**Work required:** Transcribe the whole listing without a single picture.

**Source data:**
-*-*-

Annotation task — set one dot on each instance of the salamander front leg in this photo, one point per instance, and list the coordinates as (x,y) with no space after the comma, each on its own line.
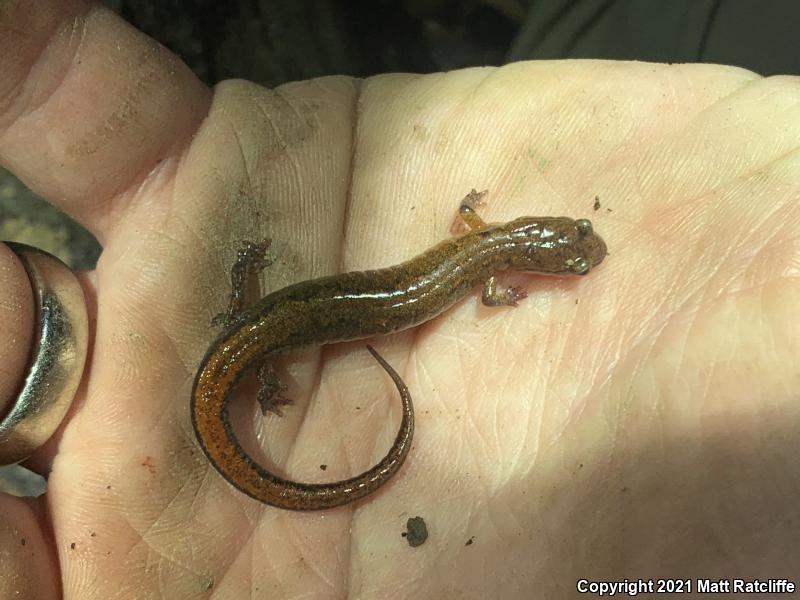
(251,259)
(270,390)
(467,209)
(507,297)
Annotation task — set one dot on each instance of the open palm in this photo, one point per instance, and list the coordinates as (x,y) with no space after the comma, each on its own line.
(639,422)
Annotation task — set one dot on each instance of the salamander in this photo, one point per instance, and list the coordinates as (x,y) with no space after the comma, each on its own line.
(357,305)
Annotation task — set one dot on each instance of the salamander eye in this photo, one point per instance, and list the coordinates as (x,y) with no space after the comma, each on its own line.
(579,265)
(584,227)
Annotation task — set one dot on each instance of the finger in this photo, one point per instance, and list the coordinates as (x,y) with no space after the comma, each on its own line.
(28,565)
(89,106)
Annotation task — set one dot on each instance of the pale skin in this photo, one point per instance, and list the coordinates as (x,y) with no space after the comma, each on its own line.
(637,422)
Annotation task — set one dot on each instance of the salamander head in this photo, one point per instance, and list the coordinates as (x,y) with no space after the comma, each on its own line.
(555,245)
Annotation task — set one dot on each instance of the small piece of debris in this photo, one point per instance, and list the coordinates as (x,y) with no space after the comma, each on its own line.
(416,531)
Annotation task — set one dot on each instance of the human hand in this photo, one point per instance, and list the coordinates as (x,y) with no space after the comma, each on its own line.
(633,423)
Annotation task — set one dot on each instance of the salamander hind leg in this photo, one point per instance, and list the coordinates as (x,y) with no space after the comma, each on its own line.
(506,297)
(270,390)
(251,259)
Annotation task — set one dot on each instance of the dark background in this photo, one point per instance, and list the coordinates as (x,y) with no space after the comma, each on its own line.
(275,41)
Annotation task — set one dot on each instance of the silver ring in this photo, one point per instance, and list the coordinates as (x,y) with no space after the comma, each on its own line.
(57,359)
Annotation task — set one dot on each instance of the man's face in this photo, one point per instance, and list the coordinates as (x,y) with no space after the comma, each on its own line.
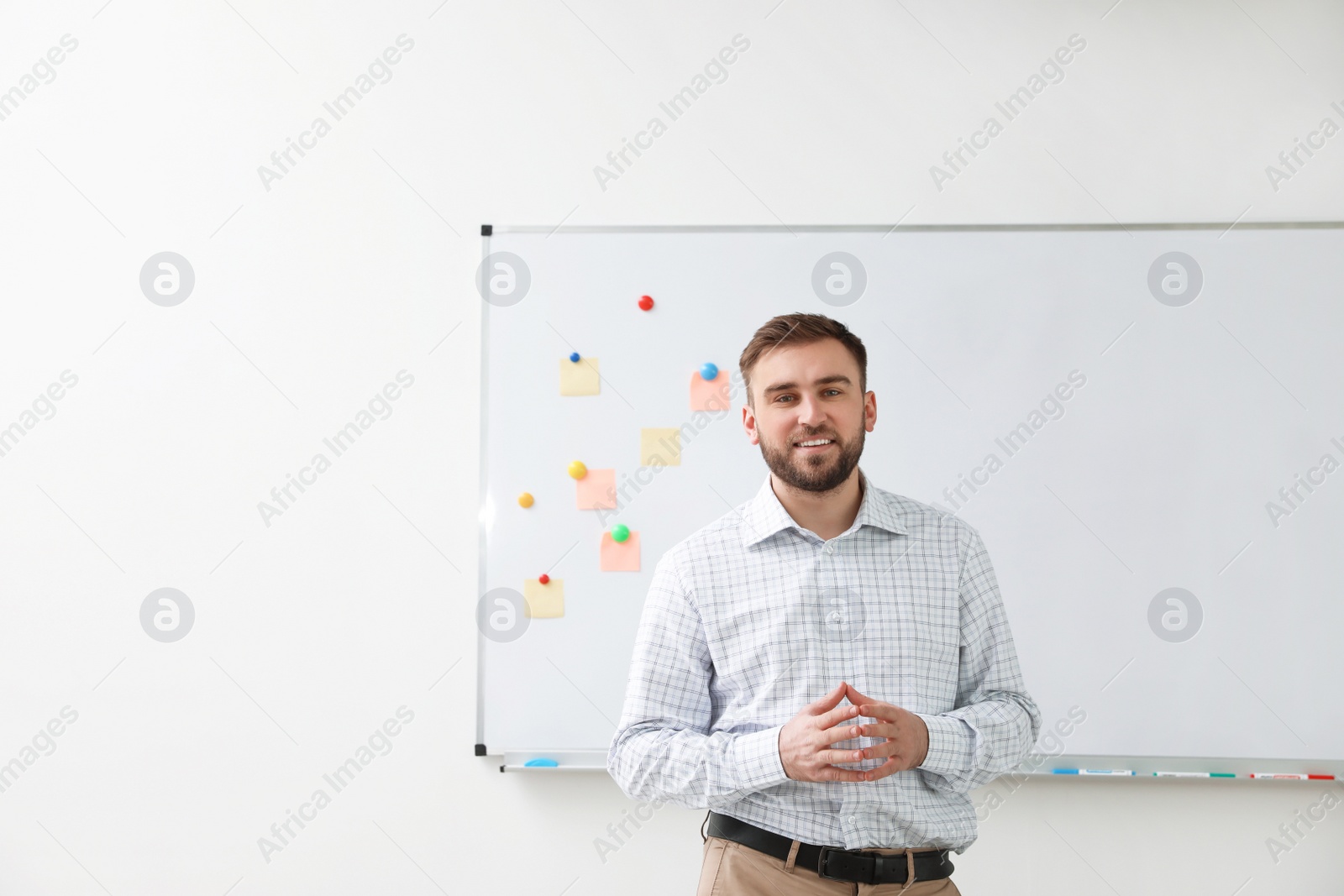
(810,416)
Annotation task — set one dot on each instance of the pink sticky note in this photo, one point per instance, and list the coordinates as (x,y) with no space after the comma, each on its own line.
(620,557)
(596,490)
(711,396)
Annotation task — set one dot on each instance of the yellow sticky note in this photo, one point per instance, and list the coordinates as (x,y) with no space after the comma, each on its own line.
(580,378)
(596,490)
(544,600)
(660,448)
(711,396)
(620,557)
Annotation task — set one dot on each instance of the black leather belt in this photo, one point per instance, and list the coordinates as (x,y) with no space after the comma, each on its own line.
(853,866)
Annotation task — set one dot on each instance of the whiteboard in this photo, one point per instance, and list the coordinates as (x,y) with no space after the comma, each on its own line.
(1210,392)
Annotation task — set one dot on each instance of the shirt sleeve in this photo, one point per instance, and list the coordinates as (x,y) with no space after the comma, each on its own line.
(995,721)
(664,748)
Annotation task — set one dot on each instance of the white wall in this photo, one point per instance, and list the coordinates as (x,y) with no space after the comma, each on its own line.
(358,264)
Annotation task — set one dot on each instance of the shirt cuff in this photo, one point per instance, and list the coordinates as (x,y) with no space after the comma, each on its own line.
(951,746)
(757,759)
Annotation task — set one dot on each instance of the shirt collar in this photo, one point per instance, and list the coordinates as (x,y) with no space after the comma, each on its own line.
(765,516)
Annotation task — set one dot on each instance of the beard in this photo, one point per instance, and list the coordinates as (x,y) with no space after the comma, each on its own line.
(819,472)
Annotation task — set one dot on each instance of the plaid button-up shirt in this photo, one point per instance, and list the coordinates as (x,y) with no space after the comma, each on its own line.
(754,617)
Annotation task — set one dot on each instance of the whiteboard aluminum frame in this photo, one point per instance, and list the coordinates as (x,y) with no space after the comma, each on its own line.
(591,761)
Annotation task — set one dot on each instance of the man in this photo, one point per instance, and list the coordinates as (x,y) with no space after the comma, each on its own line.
(828,668)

-*-*-

**Task solution:**
Annotation task — set one dot on each instance of the salamander front leg in this photo, one point per instance, and list the coordinates as (x,y) with no space after the comma, each on its own line.
(251,259)
(270,390)
(467,209)
(507,297)
Annotation task — set one dot on each instance of the open palm in this photo, one point per instance, and list the coordinates as (x,y) with no space after the comma, each on its own line.
(639,422)
Annotation task — set one dot on each instance of the salamander in this photo, one point per instance, and list the coordinates as (x,y) with no space after the comma, each on its own line.
(357,305)
Annotation task — set one dot on each instance of the salamander eye in this photo, one point per instance, and list the coordinates as (x,y) with no space after the comma, each on its own line.
(579,265)
(584,227)
Annotation task — set one dot on each instance of the finger in this photo, one point per instance, and list the coordinates as (x,y) with no space after the comma, each on its own line.
(28,565)
(89,106)
Annotation task — set one dot on each instance of the pale skin in this photo, one point per instance, and list the coordinates as (x,y) with no space after the comma, each on its own line.
(637,422)
Annotation task — set one dot on each instance of the salamander head in this photo, one point per instance, and list the coordinates as (x,y) with no space after the comma, each on its own line.
(555,245)
Annotation task — set one dot on each instance of the small piece of debris in this photo, one point per instance, and list the coordinates as (x,y) with no space after the comma, each on its own line.
(416,531)
Annotation task — set one dot on each instance of the human hand in this photo, one point per instance, and list the coordinates as (x,y) with no space after the comma, each on its own line.
(633,423)
Annotation task — set one dot on each instance of the salamander hind leg in this photo, one point per instance, and list the coordinates as (x,y) with no space after the comma, each on its own line.
(506,297)
(270,390)
(251,259)
Annotation task — set one dot on each instance of the dark background in this photo, one point per instance, and list the coordinates as (x,y) with no space after the comma, each on its own line.
(275,41)
Annotation task — set one dot on each instance of the silver ring in this photo, one point per instance, and list the coordinates as (x,y) with no space after the comma, each on its own line.
(57,359)
Annotation task — set one dot on each instance of the man's face in this photo, one point per instance, and list the coordinates as (x,y) with no space after the comma, each on its own line.
(810,416)
Annotation task — set one dot on each instance of the pink sticky note in this photo, one point per instance, and list the coordinates as (x,y) with no space after the comma, each on its own line.
(620,557)
(596,490)
(711,396)
Annotation task — set one dot on each instance of the yellow sticky note in this photo, one point per instance, and list the coordinates as (x,y) with no space after the comma, each on its own line.
(580,378)
(596,490)
(544,600)
(660,448)
(711,396)
(620,557)
Annotation task — set one dot on each instance of the black leather belt in this photo, one point per instance, and list the coordinates as (x,y) with no space after the comma, each on its own line.
(853,866)
Annotation task — set one dot on each instance of the whiteboard in this photo, one point per instance, and list the coordinates as (x,y) with no space after the comma, each on its own line.
(1210,392)
Annotation task — set one dot on each instance of the shirt sleeve in this photo, one point per instance, and list the coordinates as (x,y) with no space after the comma, each on its own line.
(995,721)
(664,748)
Annotation task — set one dot on each instance of the white wall in this photo, one point per instance, and list the coordinates as (x,y) with no space after the comma, each on its own line.
(358,264)
Annotation task — set one dot on each instance of the shirt cuff in this photo, one point per instance, and list the coordinates as (x,y) with no space after the comma, each on its own line.
(951,746)
(757,759)
Annotation task — set one dot on each instance of the shirt collar in this photo, one point per instance, and list the coordinates as (x,y) with no space after the comma, each on its own line.
(765,516)
Annotation task — set one dot on each instance of the beard in this photo, one point per instance, and list the coordinates as (x,y) with no space after the comma, each on its own line.
(819,472)
Annotation task — set one dot on each instance of the plaid button-up shirt in this photo, one point per instance, and list the coordinates as (x,y) with no space after the comma, each on its own line.
(754,617)
Annotation task — set one dot on each instance of the whiteboard aluminum frame in this photo, one point per instance, and list the coordinates as (x,y) with no space after the comma, each on its own line.
(591,761)
Annotation task — set one dot on each instance of the man in this photo, one point per instance, and list the coordinates as (x,y) with no space after the comma, each on its own line.
(828,668)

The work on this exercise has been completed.